EXERCISE MATERIAL >>
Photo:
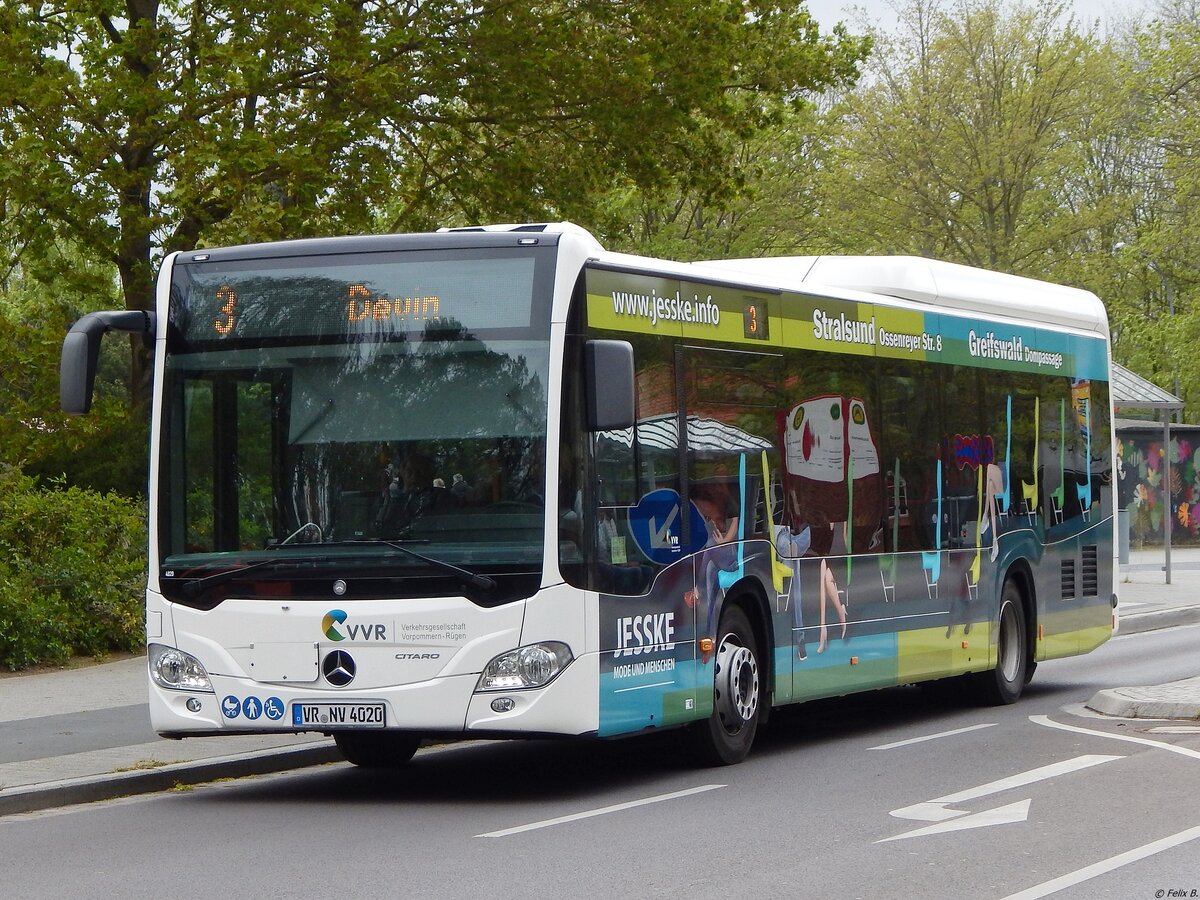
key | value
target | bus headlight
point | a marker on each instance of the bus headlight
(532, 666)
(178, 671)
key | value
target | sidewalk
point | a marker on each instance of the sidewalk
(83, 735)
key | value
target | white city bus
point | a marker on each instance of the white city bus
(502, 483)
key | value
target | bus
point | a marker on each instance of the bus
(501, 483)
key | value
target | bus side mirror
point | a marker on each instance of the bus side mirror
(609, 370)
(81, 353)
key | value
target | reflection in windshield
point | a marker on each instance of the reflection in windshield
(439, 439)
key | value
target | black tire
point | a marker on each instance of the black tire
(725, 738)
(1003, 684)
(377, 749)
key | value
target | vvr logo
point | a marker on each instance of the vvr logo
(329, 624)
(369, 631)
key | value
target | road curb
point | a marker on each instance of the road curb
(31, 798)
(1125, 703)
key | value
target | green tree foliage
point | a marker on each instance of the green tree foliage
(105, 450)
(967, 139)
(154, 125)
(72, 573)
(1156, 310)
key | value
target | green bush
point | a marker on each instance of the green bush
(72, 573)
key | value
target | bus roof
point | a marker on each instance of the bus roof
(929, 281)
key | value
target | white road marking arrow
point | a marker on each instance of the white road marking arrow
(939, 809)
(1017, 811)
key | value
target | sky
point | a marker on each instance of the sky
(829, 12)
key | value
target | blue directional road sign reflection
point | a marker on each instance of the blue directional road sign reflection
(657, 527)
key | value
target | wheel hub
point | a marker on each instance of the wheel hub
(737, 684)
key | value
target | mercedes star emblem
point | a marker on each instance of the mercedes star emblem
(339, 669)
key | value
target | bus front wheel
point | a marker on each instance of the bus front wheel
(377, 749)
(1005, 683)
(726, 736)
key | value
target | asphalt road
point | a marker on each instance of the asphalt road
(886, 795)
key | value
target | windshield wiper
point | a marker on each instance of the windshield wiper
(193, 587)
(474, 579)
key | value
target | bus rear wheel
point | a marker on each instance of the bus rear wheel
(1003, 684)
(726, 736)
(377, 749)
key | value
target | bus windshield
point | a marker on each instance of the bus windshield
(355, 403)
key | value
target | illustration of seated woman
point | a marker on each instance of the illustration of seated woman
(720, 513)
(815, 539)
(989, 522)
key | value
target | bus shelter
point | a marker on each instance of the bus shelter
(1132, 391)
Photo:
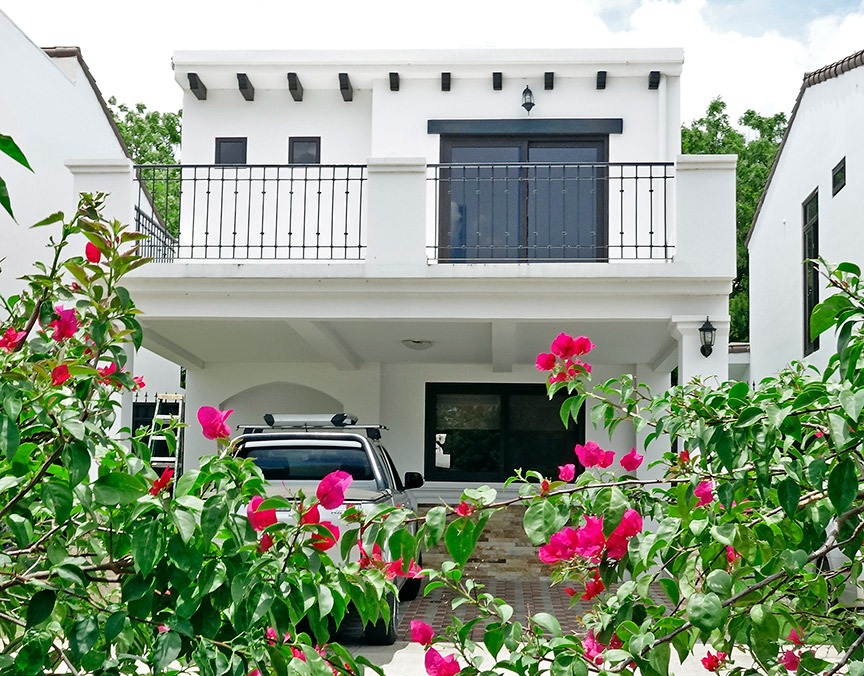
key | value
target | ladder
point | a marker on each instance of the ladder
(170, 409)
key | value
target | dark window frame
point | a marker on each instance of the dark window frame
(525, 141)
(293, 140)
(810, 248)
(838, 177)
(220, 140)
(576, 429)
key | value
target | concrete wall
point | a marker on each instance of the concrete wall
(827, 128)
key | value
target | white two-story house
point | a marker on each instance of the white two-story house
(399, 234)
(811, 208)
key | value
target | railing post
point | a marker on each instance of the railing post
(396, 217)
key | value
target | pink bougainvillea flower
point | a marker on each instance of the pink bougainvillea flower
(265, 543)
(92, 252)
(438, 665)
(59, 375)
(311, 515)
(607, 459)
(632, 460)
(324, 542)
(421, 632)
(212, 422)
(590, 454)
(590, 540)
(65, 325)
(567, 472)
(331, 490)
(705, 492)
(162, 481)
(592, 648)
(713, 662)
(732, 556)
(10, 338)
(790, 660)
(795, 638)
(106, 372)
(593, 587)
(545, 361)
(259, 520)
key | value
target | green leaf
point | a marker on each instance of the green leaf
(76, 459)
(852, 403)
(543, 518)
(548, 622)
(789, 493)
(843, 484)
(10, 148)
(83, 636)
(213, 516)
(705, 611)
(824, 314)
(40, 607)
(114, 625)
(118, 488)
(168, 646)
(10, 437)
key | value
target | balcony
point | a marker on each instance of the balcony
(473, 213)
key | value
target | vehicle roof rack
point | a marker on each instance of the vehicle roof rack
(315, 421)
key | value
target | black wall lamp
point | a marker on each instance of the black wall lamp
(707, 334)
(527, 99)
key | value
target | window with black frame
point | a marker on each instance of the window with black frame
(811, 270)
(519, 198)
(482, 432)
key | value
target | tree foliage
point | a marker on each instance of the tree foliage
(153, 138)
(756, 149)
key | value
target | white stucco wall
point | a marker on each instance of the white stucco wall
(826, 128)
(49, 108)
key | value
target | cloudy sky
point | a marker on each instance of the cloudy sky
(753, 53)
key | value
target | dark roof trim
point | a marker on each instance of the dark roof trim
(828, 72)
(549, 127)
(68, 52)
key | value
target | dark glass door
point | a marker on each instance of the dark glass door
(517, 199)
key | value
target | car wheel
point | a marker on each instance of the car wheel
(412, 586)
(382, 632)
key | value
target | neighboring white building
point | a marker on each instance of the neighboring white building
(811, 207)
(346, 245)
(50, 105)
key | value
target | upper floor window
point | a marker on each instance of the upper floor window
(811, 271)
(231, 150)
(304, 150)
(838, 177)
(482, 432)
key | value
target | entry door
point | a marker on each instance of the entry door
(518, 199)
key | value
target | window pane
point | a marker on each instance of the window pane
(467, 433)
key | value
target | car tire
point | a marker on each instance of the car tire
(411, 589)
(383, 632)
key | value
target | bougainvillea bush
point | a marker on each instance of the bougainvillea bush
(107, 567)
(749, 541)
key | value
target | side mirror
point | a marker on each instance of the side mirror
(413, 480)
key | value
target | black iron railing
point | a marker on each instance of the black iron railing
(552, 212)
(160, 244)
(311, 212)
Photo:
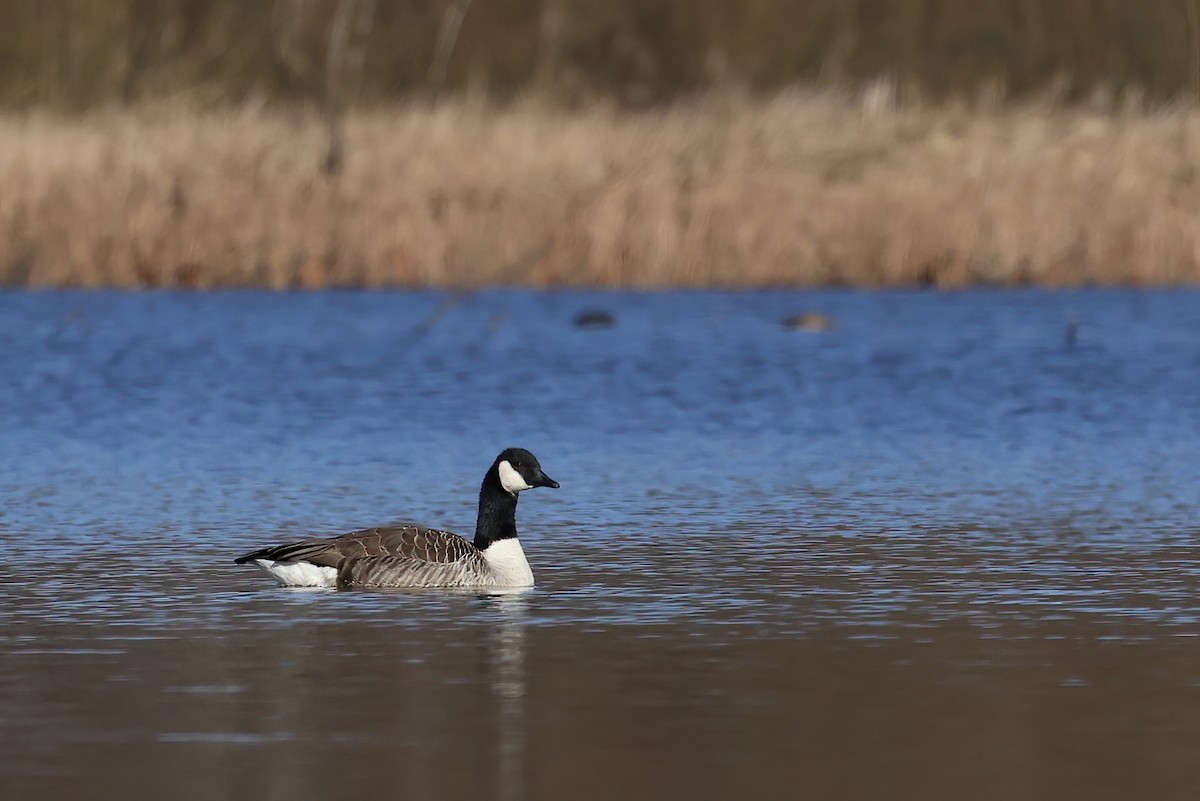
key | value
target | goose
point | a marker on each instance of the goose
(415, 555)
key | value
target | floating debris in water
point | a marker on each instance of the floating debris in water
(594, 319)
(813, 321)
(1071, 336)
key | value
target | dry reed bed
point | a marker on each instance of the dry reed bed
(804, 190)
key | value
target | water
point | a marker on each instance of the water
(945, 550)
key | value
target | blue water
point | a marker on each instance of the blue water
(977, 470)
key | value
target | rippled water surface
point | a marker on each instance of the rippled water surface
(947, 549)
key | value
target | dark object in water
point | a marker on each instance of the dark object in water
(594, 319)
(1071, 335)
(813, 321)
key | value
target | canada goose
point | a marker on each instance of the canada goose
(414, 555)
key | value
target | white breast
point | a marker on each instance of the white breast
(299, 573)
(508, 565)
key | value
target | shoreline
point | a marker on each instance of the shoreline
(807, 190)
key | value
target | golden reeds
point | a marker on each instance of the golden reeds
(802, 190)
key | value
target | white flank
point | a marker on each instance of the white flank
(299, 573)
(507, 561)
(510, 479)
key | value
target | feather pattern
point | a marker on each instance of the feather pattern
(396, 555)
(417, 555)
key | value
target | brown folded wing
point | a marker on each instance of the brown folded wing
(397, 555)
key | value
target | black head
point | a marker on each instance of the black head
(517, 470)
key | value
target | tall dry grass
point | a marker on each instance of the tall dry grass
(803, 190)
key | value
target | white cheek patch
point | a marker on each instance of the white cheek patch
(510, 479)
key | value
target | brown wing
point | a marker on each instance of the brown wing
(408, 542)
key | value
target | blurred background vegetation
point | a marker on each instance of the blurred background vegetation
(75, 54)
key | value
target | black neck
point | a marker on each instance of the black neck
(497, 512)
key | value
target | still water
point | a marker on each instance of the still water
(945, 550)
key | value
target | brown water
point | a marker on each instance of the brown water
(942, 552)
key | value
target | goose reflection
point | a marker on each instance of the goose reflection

EXERCISE PROMPT >> Rewrite the records from the start through the line containing "(1156, 310)", keeping every line except the picture, and offset each coordinate in the answers by -85.

RESULT >>
Photo:
key | value
target | bus headlight
point | a marker on each instance of the bus headlight
(447, 581)
(93, 586)
key | value
target | sidewalk
point | a marker on each instance of the sidewalk
(-2, 650)
key | value
target | white city bus
point | a marker on each instance of the white city bus
(417, 398)
key | value
target | bus
point | a marker on each instance of the bus
(416, 398)
key | value
target | bus side mirror
point | a marker on each instance of the bus side mirror
(524, 285)
(-4, 268)
key | value
target | reflection in windshield
point | a marker on each instance of the reflection in windshield
(354, 354)
key | value
target | black tire
point | a marker on each instance of the black tire
(640, 653)
(918, 599)
(292, 664)
key | value
target | vvr logo
point | a marker on each instance of the vvr logo
(244, 539)
(284, 546)
key | value
target | road curb
point | a marker on each instance of the road curb
(-54, 713)
(1040, 618)
key | value
target | green tree foliage
point | a marker on each instance of the green tree foliage
(20, 365)
(882, 54)
(69, 40)
(-13, 488)
(1071, 225)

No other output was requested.